Copy every one of the items below word for word.

**Supplied records**
====
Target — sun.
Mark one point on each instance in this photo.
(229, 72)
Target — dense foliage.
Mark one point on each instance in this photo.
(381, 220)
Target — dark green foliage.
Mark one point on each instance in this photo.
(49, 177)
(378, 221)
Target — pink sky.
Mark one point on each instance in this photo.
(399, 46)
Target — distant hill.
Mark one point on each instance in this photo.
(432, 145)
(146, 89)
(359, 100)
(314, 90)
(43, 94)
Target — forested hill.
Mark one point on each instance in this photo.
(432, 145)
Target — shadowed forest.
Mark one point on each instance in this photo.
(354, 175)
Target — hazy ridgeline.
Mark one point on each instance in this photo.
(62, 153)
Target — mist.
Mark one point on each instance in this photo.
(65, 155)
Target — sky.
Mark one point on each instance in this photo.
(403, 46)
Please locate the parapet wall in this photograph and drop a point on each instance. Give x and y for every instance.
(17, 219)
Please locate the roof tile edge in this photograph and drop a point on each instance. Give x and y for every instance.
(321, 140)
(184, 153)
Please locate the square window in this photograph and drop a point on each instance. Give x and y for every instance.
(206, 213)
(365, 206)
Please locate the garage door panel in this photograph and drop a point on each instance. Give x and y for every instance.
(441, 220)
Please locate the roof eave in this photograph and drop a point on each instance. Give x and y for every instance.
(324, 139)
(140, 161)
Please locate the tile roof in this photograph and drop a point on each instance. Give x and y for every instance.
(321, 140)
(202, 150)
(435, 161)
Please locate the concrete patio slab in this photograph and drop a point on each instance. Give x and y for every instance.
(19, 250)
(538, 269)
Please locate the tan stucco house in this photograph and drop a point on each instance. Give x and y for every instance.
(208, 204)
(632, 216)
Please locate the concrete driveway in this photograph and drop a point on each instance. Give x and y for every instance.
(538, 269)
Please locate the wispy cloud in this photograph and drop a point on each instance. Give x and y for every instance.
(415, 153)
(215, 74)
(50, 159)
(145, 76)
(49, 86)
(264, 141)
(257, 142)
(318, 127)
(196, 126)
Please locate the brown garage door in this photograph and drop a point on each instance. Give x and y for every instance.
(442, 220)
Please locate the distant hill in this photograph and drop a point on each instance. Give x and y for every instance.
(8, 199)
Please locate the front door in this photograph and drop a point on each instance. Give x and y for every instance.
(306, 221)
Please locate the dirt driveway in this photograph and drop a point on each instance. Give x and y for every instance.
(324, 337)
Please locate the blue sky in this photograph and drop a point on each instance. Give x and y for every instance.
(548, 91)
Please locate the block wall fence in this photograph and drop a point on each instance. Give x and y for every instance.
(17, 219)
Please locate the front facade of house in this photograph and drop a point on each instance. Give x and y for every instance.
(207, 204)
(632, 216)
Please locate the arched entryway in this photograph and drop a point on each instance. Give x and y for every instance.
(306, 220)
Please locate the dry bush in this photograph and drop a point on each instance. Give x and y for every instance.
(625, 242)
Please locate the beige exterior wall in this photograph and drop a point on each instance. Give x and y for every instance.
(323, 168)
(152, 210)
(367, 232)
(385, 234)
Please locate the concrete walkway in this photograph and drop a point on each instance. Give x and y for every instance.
====
**Written solution**
Target — sun.
Mark one point on each instance in this photo.
(229, 72)
Target — dense foliage.
Mark one point on each instance in this photo.
(381, 220)
Target — dark green foliage.
Mark one point on each instance in this photo.
(49, 177)
(378, 221)
Target — pink sky.
Mark one point on each instance in this photo.
(399, 46)
Target — distant hill.
Mark one point on each instance in this photo.
(432, 145)
(146, 89)
(359, 100)
(314, 90)
(43, 94)
Target — forested hill.
Mark one point on each instance in this photo.
(432, 145)
Target — shadowed forest.
Mark one point on each instance in this photo.
(354, 175)
Target — hazy ridgeline.
Mark one point on each instance in this photo.
(62, 153)
Target — mist.
Mark one point on each instance in this photo.
(65, 155)
Target — sky.
Mark one point on each instance in this photo.
(403, 46)
Please locate the parapet wall in this photograph and drop a point on each instance. Give x and y for every instance.
(17, 219)
Please locate the roof tile edge in this photograph and drop a point on each instance. Give x and y for every instance.
(321, 140)
(184, 153)
Please locate the square window in this photograph and drop a point on each instance. Give x and y for every instance.
(206, 213)
(365, 206)
Please locate the garage door panel in this photograph and drop a point on each instance. Give x and y for every instance.
(441, 220)
Please locate the roof eave in this photograph and drop a point on each instance. Give x and y for every instance.
(324, 139)
(140, 161)
Please locate the tile roof in this photograph and drop a point on each instance. Give x and y for every instance.
(321, 140)
(202, 150)
(435, 161)
Please locate the concrete patio slab in this photograph and drop a point on each instance. Give x and y for every instance.
(19, 250)
(538, 269)
Please locate the tan stucco house in this photograph and drop a point on each instance. Give x and y for every instance.
(208, 204)
(632, 216)
Please locate the concrete driveway in this photograph and drop a point on each instance. Give x and y for every instance.
(538, 269)
Please locate the wispy cloud in this photograph and drop a point on each instance. Give x and y for every instance.
(415, 153)
(215, 74)
(50, 159)
(145, 76)
(49, 86)
(264, 141)
(257, 142)
(318, 127)
(196, 126)
Please locate the brown garage door in this photograph and drop a point on each instance. Give x and y for every instance.
(442, 220)
Please locate the distant hill in this photograph and drop a point on each instance. Give x and y for every instance.
(8, 199)
Please locate the front door in this photograph and drop a point on each instance. Give x and y for every instance.
(306, 221)
Please locate the dirt driveway in this photograph and drop a point on each instance. Give x and y for every instance.
(324, 337)
Please locate the blue sky in this photograph and drop a point on each instance. Give x and y for every instance.
(548, 91)
Please locate the block wall fence in this photograph and drop a point on each instance. Give x and y for every instance.
(17, 219)
Please locate the front facade of house in this photograph and drop a point on each instance. Give x and y for every instance.
(207, 204)
(632, 216)
Please locate the arched entryway in this photograph and drop a point on each instance. Give x and y for every instance.
(306, 220)
Please locate the dry bush in this photograph and drop a point on each instance. Give x and y for every instance.
(625, 242)
Please locate the beige exterior wall in this photograph and drop a point on each instance. Give x and y for every instance.
(323, 168)
(152, 210)
(367, 232)
(385, 234)
Please locate the concrete walkway in this photograph and drop a point on each instance. Give x and y for every instance.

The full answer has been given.